> PROVIDED TEXT:
Watchful research —

Apple Watch accurately spotted heart condition 34% of the time in study

The study doesn’t use the latest watch and is unpublished and not peer-reviewed.

In a large Apple-sponsored study assessing whether the pulse sensor on older versions of the Apple Watch (Series 1, 2, and 3) can pick up heart rhythm irregularities, researchers found that only 34 percent of participants who received an alert of an irregular pulse on their watch went on to have a confirmed case of atrial fibrillation, a common type of irregular heart rhythm.

The study was led by researchers at Stanford, who presented the results Saturday in New Orleans at the annual meeting of the American College of Cardiology. The results have not been published in a scientific journal and have not been peer-reviewed.

The study, dubbed the Apple Heart Study, began in November 2017, before the release of the Apple Watch Series 4, which includes an electrocardiograph (ECG) feature for monitoring heart activity. Though the study didn’t keep pace with that of wearable device development, it was rather speedy relative to clinical trials. In fact, some cardiologists were impressed simply by the short period of time in which the study was able to recruit such a large number of participants—nearly 420,000—plus follow up with them using telemedicine and get results.

Dr. Jordan Safirstein, an interventional cardiologist at the meeting, called the study “amazing,” telling STAT, “It’s a lovely demonstration of how we can enroll patients completely virtually, which I think is a huge extension for us in terms of patient engagement and enrollment.”

The study reportedly enrolled 419,297 people who had one of the earlier watches and an iPhone. Most were young people, but nearly 25,000 were aged 65 or older—the age group at the highest risk of the condition. The watches monitored for irregular heart rhythms and, if one was detected, notified the users and prompted them to set up a telemedicine consultation with a doctor involved with the study. The notified users were then able to get a separate ECG patch, which they were asked to use for a week to record their hearts’ electrical rhythms for comparison with watch data.

Pulse on the data

Overall, 2,161 participants in the study—0.5 percent—got a notification from their watch saying that they may have atrial fibrillation. Separating the participants by age, researchers found that 3.2 percent of the participants older than 65 got notifications, while 0.16 percent of those aged 22 to 39 received a notification. The Centers for Disease Control and Prevention estimate that about nine percent of people aged 65 and older—not just those with Apple Watches—have atrial fibrillation, while about two percent of those younger than 65 have the condition.

Of those notified in the study, only about 450 participants received, used, and returned an ECG patch. The ECG data confirmed atrial fibrillation in just 34 percent of those 450 or so notified participants. The other two-thirds did not experience an irregular heart rhythm in the week of follow-up monitoring.

The Stanford researchers noted that “[s]ince atrial fibrillation is an intermittent condition, it’s not surprising for it to go undetected in subsequent ECG patch monitoring.”

In an interview with The Wall Street Journal, Marco Perez, a cardiovascular medicine specialist at Stanford and one of the study leaders, emphasized that the likelihood that the watch notified users of an ECG-confirmable episode of atrial fibrillation was 84 percent. But, this figure is still not very high for a medical device. It also came from an analysis involving data from just 86 of the watch-notified participants, the WSJ reports.

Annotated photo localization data
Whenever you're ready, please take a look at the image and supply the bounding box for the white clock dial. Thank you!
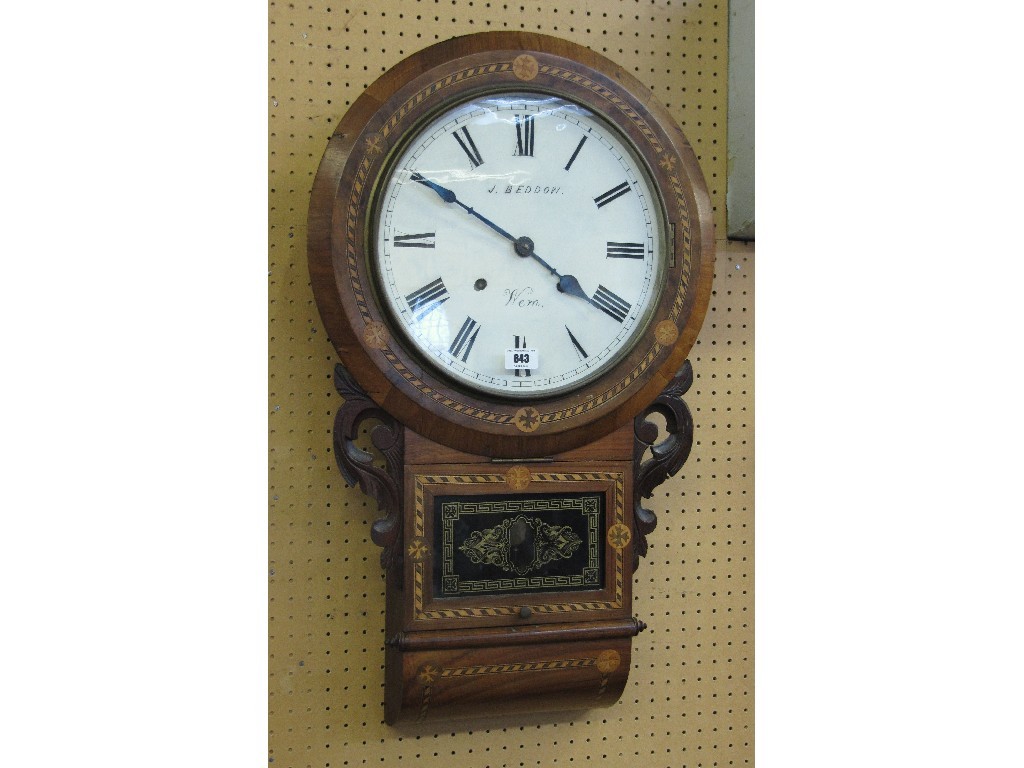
[372,93,666,398]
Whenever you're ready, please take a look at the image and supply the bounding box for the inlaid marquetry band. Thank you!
[417,649,622,720]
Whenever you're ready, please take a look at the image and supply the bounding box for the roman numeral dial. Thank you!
[449,317,480,362]
[591,286,632,323]
[452,126,483,168]
[406,278,452,323]
[394,232,435,248]
[367,92,667,404]
[594,181,630,208]
[515,115,534,158]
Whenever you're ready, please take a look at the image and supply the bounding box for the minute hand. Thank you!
[412,173,516,243]
[411,173,603,311]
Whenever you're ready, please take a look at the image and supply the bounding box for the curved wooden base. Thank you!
[384,621,643,724]
[335,362,693,724]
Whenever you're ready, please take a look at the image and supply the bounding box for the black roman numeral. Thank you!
[406,278,452,323]
[591,286,632,323]
[515,115,534,158]
[565,136,587,171]
[602,241,644,259]
[512,336,534,376]
[449,317,480,362]
[594,181,631,208]
[394,232,434,248]
[452,127,483,168]
[565,326,590,359]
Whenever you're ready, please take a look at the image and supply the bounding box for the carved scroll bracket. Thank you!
[633,360,693,570]
[334,364,404,569]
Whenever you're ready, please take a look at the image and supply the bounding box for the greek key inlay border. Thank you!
[409,472,626,621]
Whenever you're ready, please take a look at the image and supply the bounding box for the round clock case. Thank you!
[308,33,714,458]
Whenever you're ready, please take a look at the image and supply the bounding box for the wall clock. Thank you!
[308,33,714,723]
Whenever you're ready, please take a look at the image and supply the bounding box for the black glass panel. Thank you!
[433,493,605,597]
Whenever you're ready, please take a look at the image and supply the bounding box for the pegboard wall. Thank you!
[268,0,754,768]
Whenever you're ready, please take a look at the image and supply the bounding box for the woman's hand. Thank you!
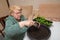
[19,20,35,27]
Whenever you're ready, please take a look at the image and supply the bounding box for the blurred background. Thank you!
[0,0,60,39]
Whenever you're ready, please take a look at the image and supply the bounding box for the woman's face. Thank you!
[13,9,22,20]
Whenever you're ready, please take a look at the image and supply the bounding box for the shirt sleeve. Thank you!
[4,20,28,37]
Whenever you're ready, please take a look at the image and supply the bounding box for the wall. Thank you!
[9,0,60,9]
[9,0,60,21]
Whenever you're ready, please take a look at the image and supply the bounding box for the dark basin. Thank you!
[27,25,51,40]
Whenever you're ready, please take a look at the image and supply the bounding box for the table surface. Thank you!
[24,21,60,40]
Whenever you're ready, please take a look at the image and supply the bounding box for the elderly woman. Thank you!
[4,6,34,40]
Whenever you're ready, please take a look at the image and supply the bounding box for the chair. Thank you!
[0,15,8,37]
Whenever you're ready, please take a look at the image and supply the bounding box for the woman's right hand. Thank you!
[19,20,35,27]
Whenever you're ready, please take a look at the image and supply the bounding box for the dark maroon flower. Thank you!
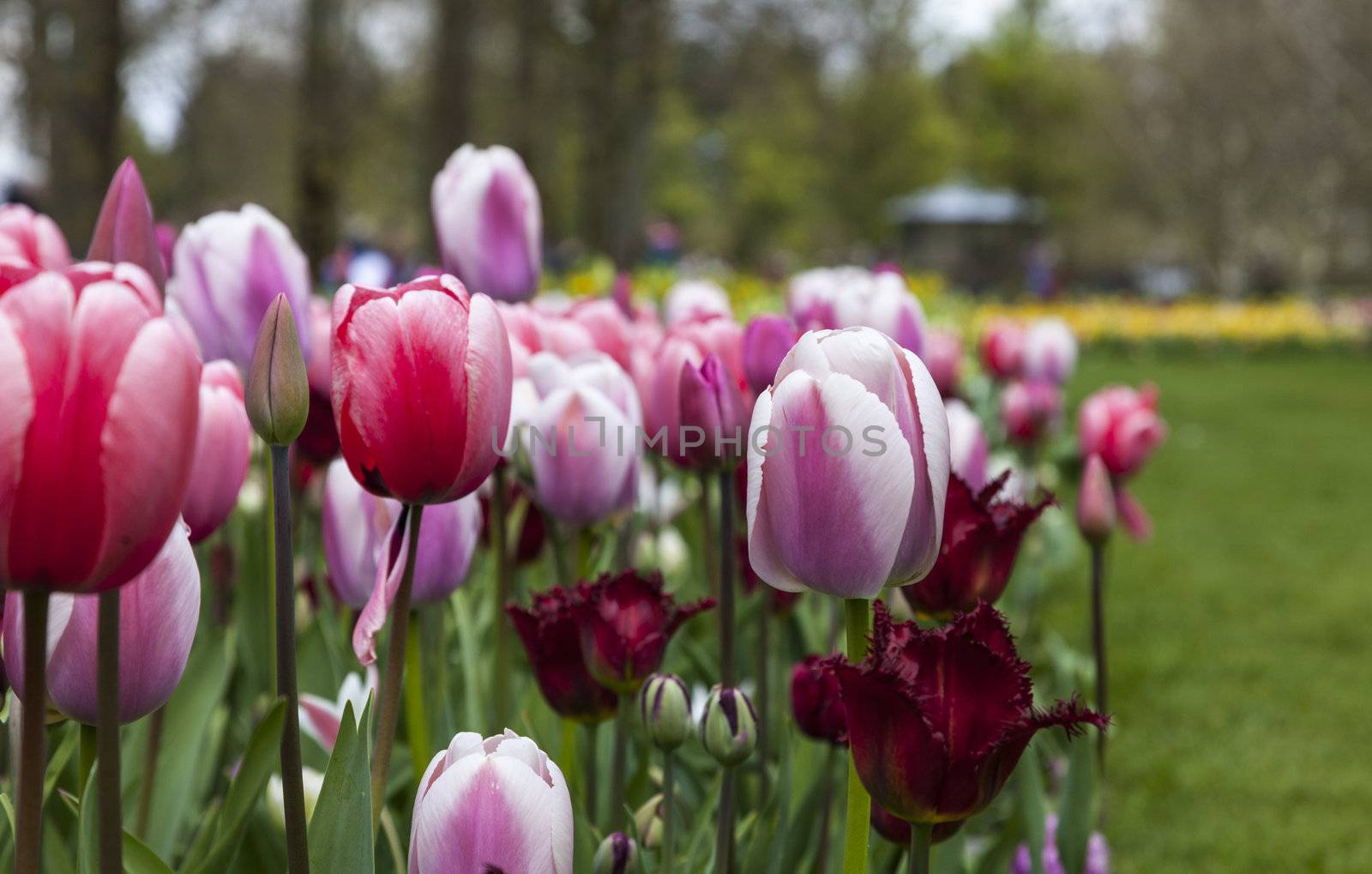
[901,471,1054,618]
[505,586,619,723]
[791,656,848,744]
[834,602,1109,823]
[576,570,715,694]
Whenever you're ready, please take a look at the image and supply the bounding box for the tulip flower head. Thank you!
[505,586,619,725]
[748,328,949,598]
[901,472,1054,618]
[0,259,201,589]
[409,728,572,874]
[430,142,544,300]
[835,602,1109,837]
[4,522,201,726]
[332,276,513,503]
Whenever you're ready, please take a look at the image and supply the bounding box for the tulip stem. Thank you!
[270,443,310,874]
[491,465,515,732]
[372,503,424,833]
[1091,543,1107,780]
[94,588,123,874]
[405,616,430,785]
[844,598,871,874]
[908,822,935,874]
[14,588,48,874]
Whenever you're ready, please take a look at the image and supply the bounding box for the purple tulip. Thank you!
[430,142,544,300]
[167,203,310,372]
[409,728,572,874]
[743,316,800,395]
[748,328,949,598]
[87,158,167,290]
[4,522,201,725]
[181,361,252,543]
[526,353,643,526]
[324,458,482,608]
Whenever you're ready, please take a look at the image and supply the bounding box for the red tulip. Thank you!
[901,471,1052,616]
[505,586,619,723]
[332,276,513,503]
[835,602,1109,823]
[0,262,201,591]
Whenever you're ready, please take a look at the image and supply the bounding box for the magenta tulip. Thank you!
[181,361,252,543]
[0,203,71,270]
[0,262,201,587]
[430,142,544,300]
[4,524,201,725]
[409,728,572,874]
[332,276,513,503]
[167,203,310,373]
[748,328,949,598]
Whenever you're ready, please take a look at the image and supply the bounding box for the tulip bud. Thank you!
[245,293,310,446]
[700,686,757,766]
[592,831,638,874]
[87,158,167,290]
[638,673,695,752]
[1077,454,1116,545]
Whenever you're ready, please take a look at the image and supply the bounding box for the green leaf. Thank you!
[182,698,286,874]
[1058,732,1096,874]
[309,698,376,874]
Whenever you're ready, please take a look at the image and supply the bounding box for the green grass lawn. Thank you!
[1050,353,1372,874]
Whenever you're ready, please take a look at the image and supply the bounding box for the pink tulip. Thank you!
[743,316,800,394]
[527,353,643,526]
[167,203,310,373]
[87,158,167,288]
[322,458,482,608]
[0,203,71,270]
[300,664,377,753]
[181,361,252,543]
[4,524,201,725]
[332,276,513,503]
[409,728,572,874]
[748,328,949,598]
[430,142,544,300]
[981,318,1025,380]
[919,328,962,400]
[0,262,201,591]
[663,279,734,325]
[944,398,986,491]
[1024,318,1077,386]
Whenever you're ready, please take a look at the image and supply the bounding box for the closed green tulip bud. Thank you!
[244,293,310,446]
[638,673,693,753]
[700,686,757,766]
[592,831,638,874]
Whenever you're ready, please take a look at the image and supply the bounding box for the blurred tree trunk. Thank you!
[418,0,478,251]
[297,0,347,277]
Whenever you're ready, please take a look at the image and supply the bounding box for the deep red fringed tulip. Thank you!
[791,656,848,744]
[901,471,1054,616]
[835,602,1109,823]
[505,586,619,723]
[0,259,201,591]
[332,276,513,503]
[576,570,715,694]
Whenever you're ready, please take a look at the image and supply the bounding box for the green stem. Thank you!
[372,503,424,835]
[844,598,871,874]
[14,588,48,874]
[270,444,310,874]
[94,588,123,874]
[405,618,430,785]
[908,822,935,874]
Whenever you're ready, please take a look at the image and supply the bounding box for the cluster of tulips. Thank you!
[0,146,1164,874]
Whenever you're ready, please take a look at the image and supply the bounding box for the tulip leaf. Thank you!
[1058,732,1096,874]
[309,698,376,874]
[188,698,286,874]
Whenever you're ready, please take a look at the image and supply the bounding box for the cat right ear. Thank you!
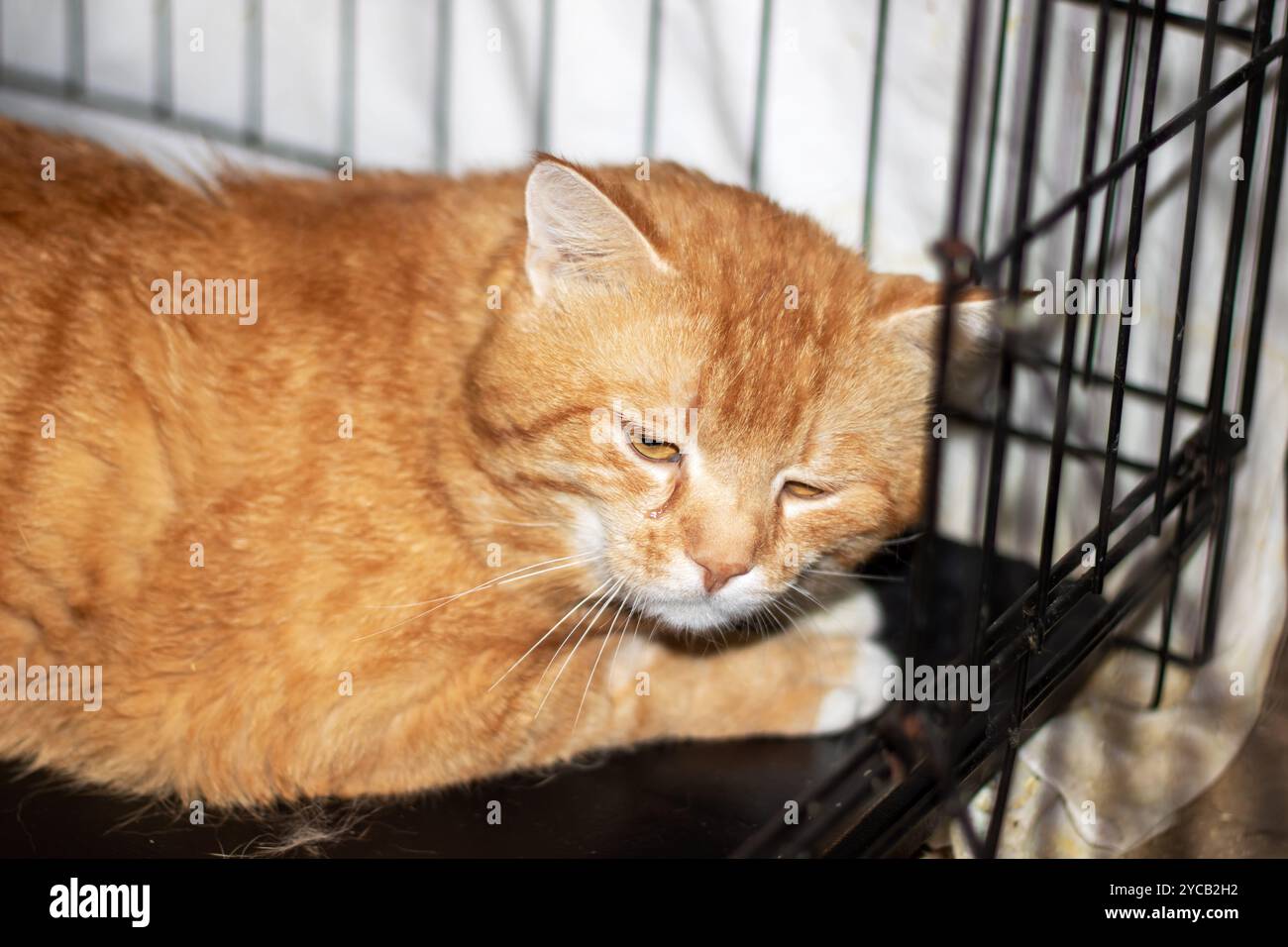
[525,159,669,300]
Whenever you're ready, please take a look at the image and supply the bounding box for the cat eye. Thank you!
[627,428,680,462]
[783,480,824,500]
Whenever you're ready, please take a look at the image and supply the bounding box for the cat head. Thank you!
[471,158,999,630]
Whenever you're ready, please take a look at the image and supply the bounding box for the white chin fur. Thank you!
[640,599,755,631]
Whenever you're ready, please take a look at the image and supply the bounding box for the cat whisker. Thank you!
[537,585,617,686]
[532,578,626,720]
[486,579,613,693]
[881,530,926,546]
[353,557,597,642]
[608,591,640,695]
[572,579,630,730]
[804,569,905,582]
[368,553,599,608]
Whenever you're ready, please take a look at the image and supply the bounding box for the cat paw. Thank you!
[814,642,896,733]
[812,588,897,733]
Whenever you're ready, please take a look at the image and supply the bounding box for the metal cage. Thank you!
[741,0,1288,857]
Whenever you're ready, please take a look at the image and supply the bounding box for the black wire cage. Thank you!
[741,0,1288,857]
[0,0,1288,857]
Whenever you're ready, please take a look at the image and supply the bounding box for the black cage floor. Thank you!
[0,541,1034,858]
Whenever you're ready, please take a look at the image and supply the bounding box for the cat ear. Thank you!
[525,161,669,299]
[885,290,1013,399]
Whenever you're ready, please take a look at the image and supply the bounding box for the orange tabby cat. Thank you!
[0,114,992,804]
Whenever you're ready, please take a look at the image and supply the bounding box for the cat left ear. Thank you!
[525,159,669,299]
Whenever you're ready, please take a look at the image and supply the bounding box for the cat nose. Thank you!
[690,554,751,594]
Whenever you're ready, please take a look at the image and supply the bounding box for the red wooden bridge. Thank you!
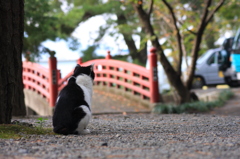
[23,48,159,115]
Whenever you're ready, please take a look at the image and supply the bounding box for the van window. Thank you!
[207,52,217,65]
[207,50,227,65]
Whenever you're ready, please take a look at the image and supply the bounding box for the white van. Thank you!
[192,48,227,88]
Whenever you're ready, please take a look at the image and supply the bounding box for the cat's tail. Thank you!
[53,126,70,135]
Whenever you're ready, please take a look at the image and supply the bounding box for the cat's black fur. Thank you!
[52,65,95,135]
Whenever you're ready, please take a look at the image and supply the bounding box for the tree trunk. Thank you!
[117,14,147,65]
[134,5,190,104]
[0,0,26,124]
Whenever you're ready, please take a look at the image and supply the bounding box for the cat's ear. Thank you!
[73,64,81,73]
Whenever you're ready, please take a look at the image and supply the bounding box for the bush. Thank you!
[152,90,234,114]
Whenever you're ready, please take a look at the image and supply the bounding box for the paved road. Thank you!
[0,114,240,159]
[0,87,240,159]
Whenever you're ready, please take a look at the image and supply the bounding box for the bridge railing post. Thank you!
[148,47,160,103]
[77,57,82,65]
[105,51,112,87]
[48,56,59,107]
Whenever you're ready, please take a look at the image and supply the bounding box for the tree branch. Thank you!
[205,0,225,24]
[197,0,212,31]
[148,0,154,16]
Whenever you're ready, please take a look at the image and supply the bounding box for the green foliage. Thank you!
[153,90,234,114]
[36,117,48,129]
[0,124,54,139]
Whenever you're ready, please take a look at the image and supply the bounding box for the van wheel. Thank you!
[192,77,205,89]
[224,77,239,87]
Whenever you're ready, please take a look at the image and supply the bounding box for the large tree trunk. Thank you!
[0,0,26,124]
[134,2,190,104]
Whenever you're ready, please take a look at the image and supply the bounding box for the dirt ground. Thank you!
[92,88,240,116]
[209,88,240,116]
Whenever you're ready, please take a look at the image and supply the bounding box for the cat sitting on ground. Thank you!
[52,65,95,135]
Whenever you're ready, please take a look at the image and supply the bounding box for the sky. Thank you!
[40,16,131,61]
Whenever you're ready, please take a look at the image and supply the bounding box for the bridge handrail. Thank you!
[23,61,50,101]
[58,49,159,103]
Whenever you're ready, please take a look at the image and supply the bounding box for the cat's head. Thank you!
[72,64,95,80]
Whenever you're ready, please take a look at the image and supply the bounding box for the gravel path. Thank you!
[0,114,240,159]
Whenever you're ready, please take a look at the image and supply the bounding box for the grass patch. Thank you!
[0,121,55,139]
[153,90,234,114]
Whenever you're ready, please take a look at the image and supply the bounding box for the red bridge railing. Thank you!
[23,48,160,107]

> WORK INSTRUCTION: Write out the passage of the article on the Apple Watch heart study from "Overall, 2,161 participants" to "have the condition.", word for word.

> OUTPUT OF THE TASK:
Overall, 2,161 participants in the study—0.5 percent—got a notification from their watch saying that they may have atrial fibrillation. Separating the participants by age, researchers found that 3.2 percent of the participants older than 65 got notifications, while 0.16 percent of those aged 22 to 39 received a notification. The Centers for Disease Control and Prevention estimate that about nine percent of people aged 65 and older—not just those with Apple Watches—have atrial fibrillation, while about two percent of those younger than 65 have the condition.